__GIVEN PASSAGE__:

==========

And the managing editor of Cultural Anthropology, Tim Elfenbein, contributed his thoughts from his experience in trying to figure out what OA might look like, and the energy required to think not just about publishing, but broadly about scholarship.





This circles back around to the idea broached in the early parts of the panel by Boellstorff, that new forms of scholarly production, including OA forms, do not mean the death of the article or of the book (I wonder if it might mean the death of the journal, as we know it).  These are not mutually exclusive forms, they can co-exist and work within a more rich, complex system of scholarship.

The point about the need for us to be open and transparent in our scholarship, not just to our colleagues, but to the people among whom we do our research, is also crucial.  OA is an important tool to use in our project of making anthropological knowledge accessible to wider publics, not just the public of our fellow anthropologists, or even just other academics.

The potential OA has to transform the processes of scholarship, to make clear how people write, and what is involved in creating manuscripts for books, articles, even blogposts and other experimental writing genres, is so exciting to me.  All of my work, now that I am in an academic library, is collaborative, and I have no choice but to share awful rough drafts with my collaborators.  It is liberating and satisfying to take nascent ideas, and really work with people from the first word to get our collective ideas shaped and temporarily fixed into what we want to say.  There will always be a time and a place for working alone, but working with other scholars is, I think, the best opportunity for truly new things to arise.



Thursday, February 2, 2012

Open Access, AAA and the dilemma of scholarly communication in a digital world

So, this is happening, and lots of organizations are replying to the Request for Information (RFI, if you need an acronym) from the federal Office of Science and Technology Policy.  My own professional organization, the American Anthropological Association, submitted this reply, and it is being widely interpreted by vocal members of the discipline as towing the publishing industry's rather conservative and print-journal-centric line about Open Access, and other less centralized models of scholarly publication and communication.

I do think it's a conservative reply, and I don't really agree with the principles embedded in the letter.  I think that the publisher-defined peer-review major-journal model of academic publications is one that doesn't necessarily serve scholars particularly well anymore.  I think that some academic publishers are engaging in behavior that results in less access to scholarship rather than more (see, for instance:  Elsevier), and that there are increasing numbers of alternate models out there that we could begin to look at as a discipline (some are coming from our own subdisciplines).  I also think that we are not the only discipline struggling with trying to balance the needs of many of our members for tenure-and-review-worthy academic work (which is still largely defined as "publishing in major peer-reviewed journals, and/or publishing your work as a monograph with a major academic press").   The folks talking about Digital Humanities are among those who are actively dismantling the traditional system with an eye to something very new, vibrant, and still rigorous and scholarly (not to mention, fun).

I encourage those of you interested in this to really mine the responses to the RFI.  I'm at a UNC, so I'm not supposed to say this, but I think that the response from the Duke University Libraries is an especially good one.  It strikes me as constructive not just because I agree with its stance on OA (pro), but because it's clearly written by people (librarians!) who have an idea of what kind of information structures would allow us to get there.  And by "there," I don't necessarily mean an exclusively OA model.  Perhaps there will still be a place for journals in the future of scholarly communication.  But I think that the way forward can't actually be thought up by asking anyone (including AAA membership), "What do you want the future of scholarly publishing to look like?"  Because you can't know what you don't know.

==========

__TASK INPUT__:
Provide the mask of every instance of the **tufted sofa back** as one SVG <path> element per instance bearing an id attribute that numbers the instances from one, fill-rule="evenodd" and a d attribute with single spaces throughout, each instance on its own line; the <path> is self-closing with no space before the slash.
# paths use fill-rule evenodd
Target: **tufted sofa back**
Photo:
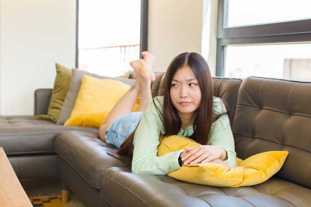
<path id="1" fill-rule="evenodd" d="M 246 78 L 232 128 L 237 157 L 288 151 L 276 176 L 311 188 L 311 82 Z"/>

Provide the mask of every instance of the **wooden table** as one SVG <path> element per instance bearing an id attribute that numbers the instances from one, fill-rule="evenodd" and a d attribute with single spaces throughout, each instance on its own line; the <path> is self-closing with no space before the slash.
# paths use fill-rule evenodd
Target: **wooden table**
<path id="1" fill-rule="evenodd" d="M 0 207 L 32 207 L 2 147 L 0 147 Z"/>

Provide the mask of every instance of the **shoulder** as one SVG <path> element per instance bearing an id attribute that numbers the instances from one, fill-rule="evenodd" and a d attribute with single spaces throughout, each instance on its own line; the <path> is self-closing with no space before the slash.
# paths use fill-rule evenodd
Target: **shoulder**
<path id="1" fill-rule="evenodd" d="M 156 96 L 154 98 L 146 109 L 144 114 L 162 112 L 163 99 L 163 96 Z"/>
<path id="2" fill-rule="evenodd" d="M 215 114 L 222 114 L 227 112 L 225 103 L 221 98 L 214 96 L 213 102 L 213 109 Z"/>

==========

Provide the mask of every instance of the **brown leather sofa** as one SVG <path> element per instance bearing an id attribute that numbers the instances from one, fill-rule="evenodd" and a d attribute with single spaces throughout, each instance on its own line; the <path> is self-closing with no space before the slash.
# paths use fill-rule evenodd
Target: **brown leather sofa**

==========

__SHORT EXERCISE A__:
Answer these questions about the blog post, marking each answer with the same numeral as its question.
(i) Who is the managing editor of Cultural Anthropology?
(ii) Which federal office issued the Request for Information?
(iii) Whose response to the Request for Information does the author call especially good?
__SHORT EXERCISE B__: Convert everything in the listing from the line that contains "Provide the mask of every instance of the **wooden" down to the line that contains "215 114 L 222", both included, into a JSON list of strings. Make one string per line and leave out blank lines.

__WORKED ANSWER A__:
(i) Tim Elfenbein
(ii) The Office of Science and Technology Policy
(iii) The Duke University Libraries

__WORKED ANSWER B__:
[
  "Provide the mask of every instance of the **wooden table** as one SVG <path> element per instance bearing an id attribute that numbers the instances from one, fill-rule=\"evenodd\" and a d attribute with single spaces throughout, each instance on its own line; the <path> is self-closing with no space before the slash.",
  "# paths use fill-rule evenodd",
  "Target: **wooden table**",
  "<path id=\"1\" fill-rule=\"evenodd\" d=\"M 0 207 L 32 207 L 2 147 L 0 147 Z\"/>",
  "Provide the mask of every instance of the **shoulder** as one SVG <path> element per instance bearing an id attribute that numbers the instances from one, fill-rule=\"evenodd\" and a d attribute with single spaces throughout, each instance on its own line; the <path> is self-closing with no space before the slash.",
  "# paths use fill-rule evenodd",
  "Target: **shoulder**",
  "<path id=\"1\" fill-rule=\"evenodd\" d=\"M 156 96 L 154 98 L 146 109 L 144 114 L 162 112 L 163 99 L 163 96 Z\"/>",
  "<path id=\"2\" fill-rule=\"evenodd\" d=\"M 215 114 L 222 114 L 227 112 L 225 103 L 221 98 L 214 96 L 213 102 L 213 109 Z\"/>"
]